__Task objective__.
The complete listing should be restated exactly.

========================================================================

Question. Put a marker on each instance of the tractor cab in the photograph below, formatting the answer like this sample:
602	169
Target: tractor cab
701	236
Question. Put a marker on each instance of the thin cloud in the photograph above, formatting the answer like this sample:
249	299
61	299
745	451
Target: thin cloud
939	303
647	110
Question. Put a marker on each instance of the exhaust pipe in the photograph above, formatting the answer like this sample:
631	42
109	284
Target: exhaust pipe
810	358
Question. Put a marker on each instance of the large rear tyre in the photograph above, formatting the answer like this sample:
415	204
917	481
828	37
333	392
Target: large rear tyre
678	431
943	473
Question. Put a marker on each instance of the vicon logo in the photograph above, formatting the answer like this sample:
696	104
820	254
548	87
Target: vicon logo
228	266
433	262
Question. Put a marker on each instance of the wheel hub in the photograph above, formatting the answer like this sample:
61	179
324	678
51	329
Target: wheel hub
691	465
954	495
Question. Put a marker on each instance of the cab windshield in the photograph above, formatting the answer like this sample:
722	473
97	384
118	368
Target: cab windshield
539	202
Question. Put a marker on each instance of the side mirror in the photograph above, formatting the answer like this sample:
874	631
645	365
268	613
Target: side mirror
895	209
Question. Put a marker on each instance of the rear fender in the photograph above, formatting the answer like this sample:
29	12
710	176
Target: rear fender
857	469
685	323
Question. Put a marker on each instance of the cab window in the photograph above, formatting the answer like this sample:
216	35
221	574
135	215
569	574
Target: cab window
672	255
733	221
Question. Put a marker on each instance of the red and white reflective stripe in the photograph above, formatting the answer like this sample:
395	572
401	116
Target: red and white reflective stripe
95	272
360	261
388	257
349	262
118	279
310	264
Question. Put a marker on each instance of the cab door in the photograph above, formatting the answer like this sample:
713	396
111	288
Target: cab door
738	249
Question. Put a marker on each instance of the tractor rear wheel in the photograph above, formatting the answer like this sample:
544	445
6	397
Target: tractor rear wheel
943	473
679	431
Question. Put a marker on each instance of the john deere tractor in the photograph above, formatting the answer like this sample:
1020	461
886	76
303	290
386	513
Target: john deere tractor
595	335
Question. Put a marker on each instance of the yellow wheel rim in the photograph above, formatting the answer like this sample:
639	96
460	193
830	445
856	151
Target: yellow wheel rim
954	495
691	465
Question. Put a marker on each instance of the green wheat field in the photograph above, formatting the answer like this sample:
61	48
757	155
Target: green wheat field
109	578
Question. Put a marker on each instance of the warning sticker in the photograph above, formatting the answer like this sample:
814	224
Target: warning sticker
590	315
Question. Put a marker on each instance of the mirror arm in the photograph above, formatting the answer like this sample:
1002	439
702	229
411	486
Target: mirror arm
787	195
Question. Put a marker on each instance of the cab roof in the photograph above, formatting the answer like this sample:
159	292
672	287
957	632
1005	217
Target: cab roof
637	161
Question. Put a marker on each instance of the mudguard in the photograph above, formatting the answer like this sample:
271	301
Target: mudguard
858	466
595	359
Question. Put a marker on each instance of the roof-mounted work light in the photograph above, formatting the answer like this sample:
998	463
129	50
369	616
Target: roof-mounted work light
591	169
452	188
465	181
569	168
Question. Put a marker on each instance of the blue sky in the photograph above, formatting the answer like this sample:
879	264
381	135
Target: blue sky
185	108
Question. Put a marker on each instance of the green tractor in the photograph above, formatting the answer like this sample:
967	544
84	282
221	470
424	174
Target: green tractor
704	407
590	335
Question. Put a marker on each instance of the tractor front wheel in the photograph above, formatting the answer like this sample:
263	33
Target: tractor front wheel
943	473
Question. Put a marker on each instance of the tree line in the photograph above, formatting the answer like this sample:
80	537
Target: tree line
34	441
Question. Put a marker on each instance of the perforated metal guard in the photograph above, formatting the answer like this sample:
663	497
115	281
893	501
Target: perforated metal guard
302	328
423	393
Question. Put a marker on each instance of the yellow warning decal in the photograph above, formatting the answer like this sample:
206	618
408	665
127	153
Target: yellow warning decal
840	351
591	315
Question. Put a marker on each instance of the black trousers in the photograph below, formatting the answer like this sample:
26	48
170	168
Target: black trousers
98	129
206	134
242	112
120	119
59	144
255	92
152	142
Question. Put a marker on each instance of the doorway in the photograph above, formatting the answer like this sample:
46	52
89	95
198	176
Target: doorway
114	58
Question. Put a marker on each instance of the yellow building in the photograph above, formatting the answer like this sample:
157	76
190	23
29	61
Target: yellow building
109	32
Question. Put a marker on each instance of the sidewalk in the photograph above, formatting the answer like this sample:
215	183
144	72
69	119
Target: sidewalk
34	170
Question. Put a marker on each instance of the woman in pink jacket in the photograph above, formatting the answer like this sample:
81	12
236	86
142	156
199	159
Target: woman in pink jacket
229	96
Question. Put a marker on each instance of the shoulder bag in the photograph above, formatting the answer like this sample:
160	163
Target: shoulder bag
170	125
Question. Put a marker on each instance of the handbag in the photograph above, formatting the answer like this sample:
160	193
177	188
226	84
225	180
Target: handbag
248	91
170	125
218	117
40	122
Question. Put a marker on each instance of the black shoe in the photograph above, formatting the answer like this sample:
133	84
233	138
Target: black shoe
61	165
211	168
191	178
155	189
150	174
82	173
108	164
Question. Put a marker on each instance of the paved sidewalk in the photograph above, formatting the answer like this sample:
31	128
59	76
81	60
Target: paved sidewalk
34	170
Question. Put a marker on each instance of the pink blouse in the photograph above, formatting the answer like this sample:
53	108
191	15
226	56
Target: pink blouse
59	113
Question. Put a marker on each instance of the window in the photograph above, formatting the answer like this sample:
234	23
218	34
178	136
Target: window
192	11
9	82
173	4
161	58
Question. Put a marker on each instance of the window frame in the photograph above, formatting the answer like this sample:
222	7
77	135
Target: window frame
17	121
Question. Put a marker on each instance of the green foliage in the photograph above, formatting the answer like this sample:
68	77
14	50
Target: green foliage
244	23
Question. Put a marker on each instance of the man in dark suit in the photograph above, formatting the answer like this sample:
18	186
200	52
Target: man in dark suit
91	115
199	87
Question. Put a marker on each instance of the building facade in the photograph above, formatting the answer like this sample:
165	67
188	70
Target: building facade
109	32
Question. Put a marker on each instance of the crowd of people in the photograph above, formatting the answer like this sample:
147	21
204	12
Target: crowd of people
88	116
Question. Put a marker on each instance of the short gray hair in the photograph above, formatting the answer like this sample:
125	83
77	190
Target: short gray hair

========================================================================

__Answer to this exercise__.
Question. Put a marker on each instance of the tractor cab in the photograph below, formatting the answer like this sample:
602	169
Target: tractor cab
701	236
Question. Put a marker on each instance of the thin cloud in the photograph above, formatting the answer like this sample:
249	299
61	299
745	451
Target: thin cloud
939	303
647	110
Question. Put a marker on each instance of the exhaust pipe in the photograph above, formatting the answer like this sample:
631	42
109	284
Target: exhaust pipe
810	358
Question. Put a marker on each instance of the large rear tyre in the photograph above, formatting the answer like this sample:
415	204
917	481
828	37
333	392
Target: large rear tyre
678	431
943	473
Question. Put a marker on each instance of the vicon logo in the photograph above, formatting the answer like this sample:
696	104
820	254
548	87
Target: vicon logo
228	266
433	262
Question. Put a marker on each instance of the wheel hub in the photograph above, formatting the answer like this sample:
61	179
324	678
51	329
Target: wheel hub
691	465
954	495
Question. Put a marker on each instance of the cab windshield in the photograph above, formatting the answer like this sample:
722	473
97	384
118	368
Target: cab windshield
539	202
Question. Put a marker on each instance of the side mirror in the photograph above, formatting the answer like this sample:
874	631
645	365
268	613
Target: side mirror
895	209
Question. Put a marker on each instance of the rear fender in the photograph above, formatting the answer like this sample:
29	12
710	176
Target: rear fender
857	469
685	323
Question. Put a marker on each instance of the cab window in the photograph above, formatting the answer like this sample:
216	35
221	574
135	215
569	574
Target: cab window
672	255
733	221
Question. Put a marker on each instance of the red and white reflective stripe in the photograph above, formatting the answer like this sample:
395	572
401	116
Target: red and white reflective stripe
95	272
360	261
388	257
349	262
118	279
310	264
Question. Put a marker on each instance of the cab door in the photograph above, formatting the answer like this sample:
713	396
111	288
Target: cab door
738	249
Question. Put a marker on each instance of the tractor rear wheel in the photograph above, formatting the answer like this sample:
544	445
6	397
Target: tractor rear wheel
943	473
679	431
Question. Put a marker on each instance of the john deere tractor in the photograph above, formatting the answer like this sample:
1020	461
886	76
303	290
386	513
Target: john deere tractor
595	335
Question. Put a marker on each instance of the yellow wheel rim in the photograph above, formatting the answer like this sample:
639	96
460	193
830	445
856	151
Target: yellow wheel rim
954	495
691	465
Question. Put a marker on each instance of the green wheat field in the photograph above, formatting the answer like this sample:
61	48
757	155
Target: green wheat field
109	578
Question. Put a marker on each instance of the warning sticker in the photograph above, formatting the answer like this sample:
814	224
Target: warning sticker
590	315
Question. Put a marker on each instance of the mirror arm in the photograph above, formatting the answer like this sample:
1002	439
702	229
411	486
Target: mirror arm
787	195
Question. Put a marker on each instance of the cab roof in the photograph above, formatting the answer like this sample:
159	292
672	287
957	632
1005	217
Target: cab roof
637	161
Question. Put a marker on each instance of the mudguard in the photograph above, formatting the answer like this sample:
271	301
Target: mudguard
858	466
595	359
Question. Put a marker on each instance of the roof-mounted work light in the photograph above, formatting the answer like this sample:
998	463
129	50
369	616
Target: roof-mounted work light
591	169
452	188
465	181
569	168
Question. Put a marker on each instance of the blue sky in the photograph above, formatting the answer like this sample:
879	264
381	135
Target: blue sky
185	108
Question. Put a marker on each instance of the green tractor in the photograph above, formatting the answer like this sample:
967	544
84	282
221	470
424	174
Target: green tractor
704	407
590	335
Question. Put a marker on each instance of the tractor front wheel in the photograph above, formatting the answer like this sample:
263	33
Target: tractor front wheel
943	473
Question. Put a marker on each instance of the tree line in the photograph above, formatting the answer like this sample:
80	537
Target: tree line
34	441
Question. Put a marker on each instance of the perforated metal guard in the photograph above, formatting the answer like this sample:
663	497
115	281
893	501
Target: perforated metal guard
302	328
423	393
Question. Put a marker on each instance of the yellow warning decal in the photograph above, formatting the answer like this sample:
206	618
408	665
127	153
Target: yellow warning decal
840	351
591	315
Question. Put a marker on each instance of the black trousers in the photograph below, formatting the answer like this sample:
26	48
170	168
Target: black trousers
98	129
206	134
242	112
120	119
59	144
255	92
152	142
Question. Put a marker on each instance of the doorway in the photograph above, formatting the answer like this sample:
46	52
89	95
198	176
Target: doorway
114	58
Question. Put a marker on each instance of the yellow building in the photograph above, formatting the answer like this sample:
157	76
190	23
29	61
Target: yellow building
109	32
Question. Put a marker on each instance of the sidewalk in the photograph above, formatting the answer like this sample:
215	183
144	72
69	119
Target: sidewalk
34	170
Question. Put a marker on each instance of the woman in pink jacket in the photograph above, formatting the answer like this sample:
81	12
236	86
142	156
199	159
Target: woman in pink jacket
229	96
Question. Put a marker on each instance of the shoulder bag in the photograph above, formatting the answer like this sample:
160	163
Target: shoulder bag
170	125
Question. Put a marker on each instance of the handbag in the photograph above, formatting the answer like this sample:
160	193
177	188
226	84
225	180
Target: handbag
248	91
170	125
218	117
40	122
Question. Put a marker on each instance of the black shoe in the photograph above, formatting the answer like this sample:
133	84
233	138
Target: black shoe
61	165
211	168
191	178
155	189
150	174
82	173
108	164
Question. Put a marker on each instance of the paved sidewalk in the photograph above, formatting the answer like this sample:
31	128
59	76
81	60
Target: paved sidewalk
34	170
Question. Put a marker on each instance of the pink blouse in the photograph above, formatting the answer like this sample:
53	108
191	15
226	56
Target: pink blouse
59	113
Question. Put a marker on each instance of the window in the photograph above, formatting the answer like this sample:
234	23
218	34
178	136
Target: window
192	11
9	82
173	4
161	58
Question. Put a marker on each instance of the window frame in the photograph above, formatting the answer like this sample:
222	7
77	135
Target: window frame
17	121
Question. Put a marker on each instance of the green foliage in the photograph above, formatting the answer like this sample:
68	77
14	50
Target: green foliage
244	23
Question. Put a marker on each instance of the man in dark suit in the photograph above, formatting the answer like this sample:
18	186
200	52
Target: man in dark suit
91	115
199	87
Question. Put a marker on each instance of the building facade in the photograph above, formatting the answer like this sample:
165	67
188	70
Target: building facade
109	32
Question. Put a marker on each instance of the crowd of people in the photograph above, formatting the answer like this sample:
147	21
204	12
Target: crowd of people
88	116
Question. Put a marker on each instance of the short gray hair in the photograph above, formatting the answer like this sample:
125	83
77	190
Target: short gray hair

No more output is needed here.